**Try it:**
Once you find the line containing "571, row 82.", please retype it and every line after it to the end of the entries, exactly and with nothing added.

── Input data

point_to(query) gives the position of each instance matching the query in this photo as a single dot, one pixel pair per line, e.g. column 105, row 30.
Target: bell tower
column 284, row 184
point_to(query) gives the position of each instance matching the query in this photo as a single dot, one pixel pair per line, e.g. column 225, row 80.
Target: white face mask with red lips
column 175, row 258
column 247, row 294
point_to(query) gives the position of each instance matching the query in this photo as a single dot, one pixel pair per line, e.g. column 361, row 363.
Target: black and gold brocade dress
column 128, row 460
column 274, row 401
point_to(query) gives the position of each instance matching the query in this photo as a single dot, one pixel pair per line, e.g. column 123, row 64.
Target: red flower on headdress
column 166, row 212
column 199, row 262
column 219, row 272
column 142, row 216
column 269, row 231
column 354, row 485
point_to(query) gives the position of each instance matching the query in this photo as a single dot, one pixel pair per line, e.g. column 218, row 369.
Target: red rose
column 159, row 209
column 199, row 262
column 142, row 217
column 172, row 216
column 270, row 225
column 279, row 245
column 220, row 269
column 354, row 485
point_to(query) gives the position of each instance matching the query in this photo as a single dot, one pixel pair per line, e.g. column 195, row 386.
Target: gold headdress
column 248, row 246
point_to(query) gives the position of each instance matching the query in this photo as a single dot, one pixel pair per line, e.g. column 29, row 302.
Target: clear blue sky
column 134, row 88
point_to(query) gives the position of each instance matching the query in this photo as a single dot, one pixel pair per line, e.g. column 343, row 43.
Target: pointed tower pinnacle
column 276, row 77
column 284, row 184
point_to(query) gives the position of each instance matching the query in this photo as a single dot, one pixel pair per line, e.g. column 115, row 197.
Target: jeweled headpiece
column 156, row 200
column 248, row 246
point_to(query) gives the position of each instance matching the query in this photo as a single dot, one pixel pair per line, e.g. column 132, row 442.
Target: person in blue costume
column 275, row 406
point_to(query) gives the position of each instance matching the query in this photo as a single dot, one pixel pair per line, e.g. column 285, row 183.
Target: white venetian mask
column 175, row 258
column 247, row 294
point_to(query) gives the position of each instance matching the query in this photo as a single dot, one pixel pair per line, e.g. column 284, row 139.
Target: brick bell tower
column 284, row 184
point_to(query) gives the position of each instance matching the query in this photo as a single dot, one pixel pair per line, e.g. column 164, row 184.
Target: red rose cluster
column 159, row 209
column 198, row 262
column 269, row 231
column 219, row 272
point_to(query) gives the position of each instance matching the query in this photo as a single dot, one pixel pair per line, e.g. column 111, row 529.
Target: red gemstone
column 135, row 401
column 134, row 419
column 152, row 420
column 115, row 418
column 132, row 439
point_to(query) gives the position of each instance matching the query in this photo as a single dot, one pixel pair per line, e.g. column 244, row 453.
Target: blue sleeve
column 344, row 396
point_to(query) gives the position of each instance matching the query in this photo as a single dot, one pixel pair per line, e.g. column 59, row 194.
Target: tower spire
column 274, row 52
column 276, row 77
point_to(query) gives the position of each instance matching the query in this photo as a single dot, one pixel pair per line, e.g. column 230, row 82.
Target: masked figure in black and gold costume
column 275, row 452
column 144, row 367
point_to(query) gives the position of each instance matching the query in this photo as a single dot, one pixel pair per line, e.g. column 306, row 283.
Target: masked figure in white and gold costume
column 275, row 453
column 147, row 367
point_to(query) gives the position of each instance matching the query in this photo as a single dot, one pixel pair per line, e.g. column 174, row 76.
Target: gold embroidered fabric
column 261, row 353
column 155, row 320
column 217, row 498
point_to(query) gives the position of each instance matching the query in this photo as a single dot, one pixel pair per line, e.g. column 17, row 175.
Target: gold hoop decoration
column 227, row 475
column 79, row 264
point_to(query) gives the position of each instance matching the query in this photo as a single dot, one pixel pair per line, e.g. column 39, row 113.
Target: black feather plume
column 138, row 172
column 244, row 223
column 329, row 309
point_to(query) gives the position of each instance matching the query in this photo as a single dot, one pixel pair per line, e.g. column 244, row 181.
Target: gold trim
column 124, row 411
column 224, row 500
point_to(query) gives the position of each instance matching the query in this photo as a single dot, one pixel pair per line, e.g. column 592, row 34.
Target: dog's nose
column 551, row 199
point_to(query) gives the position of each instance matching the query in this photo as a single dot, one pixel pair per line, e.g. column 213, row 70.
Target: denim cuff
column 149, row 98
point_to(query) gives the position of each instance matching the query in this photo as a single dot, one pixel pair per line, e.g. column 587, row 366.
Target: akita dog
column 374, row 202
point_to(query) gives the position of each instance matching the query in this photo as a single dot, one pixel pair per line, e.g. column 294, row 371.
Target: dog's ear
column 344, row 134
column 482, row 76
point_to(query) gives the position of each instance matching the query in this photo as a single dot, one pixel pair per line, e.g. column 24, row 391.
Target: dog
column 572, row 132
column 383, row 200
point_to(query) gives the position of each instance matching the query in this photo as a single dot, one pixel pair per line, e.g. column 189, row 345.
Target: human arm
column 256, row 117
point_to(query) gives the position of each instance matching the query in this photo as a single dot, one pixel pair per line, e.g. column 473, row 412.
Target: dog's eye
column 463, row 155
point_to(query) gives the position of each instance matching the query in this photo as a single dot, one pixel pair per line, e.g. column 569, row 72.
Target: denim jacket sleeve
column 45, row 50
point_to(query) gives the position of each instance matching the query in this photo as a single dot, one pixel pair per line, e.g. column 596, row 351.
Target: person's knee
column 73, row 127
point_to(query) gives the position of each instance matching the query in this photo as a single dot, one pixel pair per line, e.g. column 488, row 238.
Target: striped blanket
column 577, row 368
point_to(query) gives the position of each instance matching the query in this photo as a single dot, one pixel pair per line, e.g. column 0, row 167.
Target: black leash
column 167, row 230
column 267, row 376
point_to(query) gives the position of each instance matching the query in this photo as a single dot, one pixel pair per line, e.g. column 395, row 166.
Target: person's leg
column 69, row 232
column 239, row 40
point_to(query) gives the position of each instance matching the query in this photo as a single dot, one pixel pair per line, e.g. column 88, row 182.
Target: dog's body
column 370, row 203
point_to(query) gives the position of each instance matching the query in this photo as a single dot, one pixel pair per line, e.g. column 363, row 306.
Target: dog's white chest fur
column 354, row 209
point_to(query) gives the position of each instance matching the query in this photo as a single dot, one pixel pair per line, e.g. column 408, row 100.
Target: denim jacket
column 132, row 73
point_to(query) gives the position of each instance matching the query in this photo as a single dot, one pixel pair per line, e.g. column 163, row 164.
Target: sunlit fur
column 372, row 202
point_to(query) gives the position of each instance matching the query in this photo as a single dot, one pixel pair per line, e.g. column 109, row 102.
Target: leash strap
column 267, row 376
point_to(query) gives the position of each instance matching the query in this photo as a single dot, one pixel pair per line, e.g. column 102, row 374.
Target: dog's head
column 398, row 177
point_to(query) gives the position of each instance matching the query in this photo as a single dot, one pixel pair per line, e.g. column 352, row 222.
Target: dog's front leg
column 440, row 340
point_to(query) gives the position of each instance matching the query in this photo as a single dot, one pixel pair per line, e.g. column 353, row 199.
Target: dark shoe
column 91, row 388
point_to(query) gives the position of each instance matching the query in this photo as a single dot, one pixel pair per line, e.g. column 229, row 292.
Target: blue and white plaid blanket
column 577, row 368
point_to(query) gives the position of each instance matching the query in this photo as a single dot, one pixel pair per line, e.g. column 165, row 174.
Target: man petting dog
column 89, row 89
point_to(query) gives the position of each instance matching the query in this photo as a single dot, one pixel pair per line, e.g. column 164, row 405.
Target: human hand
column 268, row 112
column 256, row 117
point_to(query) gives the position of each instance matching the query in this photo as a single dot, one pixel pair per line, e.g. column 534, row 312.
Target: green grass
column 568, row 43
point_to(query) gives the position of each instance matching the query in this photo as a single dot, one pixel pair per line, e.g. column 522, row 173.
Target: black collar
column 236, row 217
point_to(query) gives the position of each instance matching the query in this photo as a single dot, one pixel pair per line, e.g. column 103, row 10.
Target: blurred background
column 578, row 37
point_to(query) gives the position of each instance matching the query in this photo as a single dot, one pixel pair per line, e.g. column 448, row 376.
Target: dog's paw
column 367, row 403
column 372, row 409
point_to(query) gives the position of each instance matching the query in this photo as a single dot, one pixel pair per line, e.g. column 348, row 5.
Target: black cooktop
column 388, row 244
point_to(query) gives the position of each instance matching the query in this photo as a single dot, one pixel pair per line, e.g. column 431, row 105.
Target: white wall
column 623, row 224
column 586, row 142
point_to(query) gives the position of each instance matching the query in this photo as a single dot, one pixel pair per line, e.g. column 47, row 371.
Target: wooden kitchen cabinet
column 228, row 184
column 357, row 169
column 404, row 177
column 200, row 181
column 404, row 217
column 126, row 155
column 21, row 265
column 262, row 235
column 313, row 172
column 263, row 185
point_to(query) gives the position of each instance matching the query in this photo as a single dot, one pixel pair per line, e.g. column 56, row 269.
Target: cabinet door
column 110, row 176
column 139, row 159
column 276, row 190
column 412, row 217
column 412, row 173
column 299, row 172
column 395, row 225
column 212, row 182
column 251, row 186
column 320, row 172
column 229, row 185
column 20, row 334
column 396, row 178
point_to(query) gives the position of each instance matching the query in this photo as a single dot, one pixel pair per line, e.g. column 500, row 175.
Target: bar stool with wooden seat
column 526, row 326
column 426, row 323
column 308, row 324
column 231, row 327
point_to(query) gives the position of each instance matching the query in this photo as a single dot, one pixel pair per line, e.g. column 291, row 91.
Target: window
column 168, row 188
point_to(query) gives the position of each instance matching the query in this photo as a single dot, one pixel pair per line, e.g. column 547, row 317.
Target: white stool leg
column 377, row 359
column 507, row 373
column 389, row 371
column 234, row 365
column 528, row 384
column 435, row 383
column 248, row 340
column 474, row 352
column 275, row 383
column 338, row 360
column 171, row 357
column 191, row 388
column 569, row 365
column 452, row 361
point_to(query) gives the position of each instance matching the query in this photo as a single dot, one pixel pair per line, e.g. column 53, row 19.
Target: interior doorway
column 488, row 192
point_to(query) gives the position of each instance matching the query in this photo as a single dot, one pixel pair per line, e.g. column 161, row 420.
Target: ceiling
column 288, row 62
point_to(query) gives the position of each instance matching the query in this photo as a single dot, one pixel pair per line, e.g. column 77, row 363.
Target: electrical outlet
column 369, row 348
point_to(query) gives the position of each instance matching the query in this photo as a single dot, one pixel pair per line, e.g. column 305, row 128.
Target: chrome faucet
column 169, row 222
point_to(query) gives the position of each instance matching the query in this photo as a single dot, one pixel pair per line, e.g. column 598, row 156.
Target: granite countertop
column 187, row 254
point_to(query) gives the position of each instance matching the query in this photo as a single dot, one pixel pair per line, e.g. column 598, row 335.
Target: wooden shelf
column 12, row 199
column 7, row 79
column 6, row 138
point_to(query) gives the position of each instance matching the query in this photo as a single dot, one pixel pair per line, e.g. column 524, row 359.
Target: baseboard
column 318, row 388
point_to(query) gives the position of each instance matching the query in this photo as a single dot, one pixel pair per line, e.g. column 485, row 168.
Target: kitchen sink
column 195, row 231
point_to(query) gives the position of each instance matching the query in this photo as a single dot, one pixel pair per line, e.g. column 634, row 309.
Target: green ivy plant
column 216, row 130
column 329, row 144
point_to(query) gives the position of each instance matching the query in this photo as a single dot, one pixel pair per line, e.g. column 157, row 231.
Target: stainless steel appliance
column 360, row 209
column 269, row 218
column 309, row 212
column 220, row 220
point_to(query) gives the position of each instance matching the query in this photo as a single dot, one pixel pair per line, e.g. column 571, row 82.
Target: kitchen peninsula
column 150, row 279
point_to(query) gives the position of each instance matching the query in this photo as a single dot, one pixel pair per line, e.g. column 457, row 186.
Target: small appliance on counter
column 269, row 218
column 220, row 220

────

**Output:**
point_to(query) gives the position of each instance matching the query in this photo as a single dot, one pixel pair per line, e.g. column 571, row 82.
Target: kitchen peninsula
column 150, row 279
point_to(query) gives the position of each instance matching the query in this photo as a single dot, one pixel pair per line, e.g. column 457, row 186.
Target: small appliance on counter
column 269, row 218
column 220, row 220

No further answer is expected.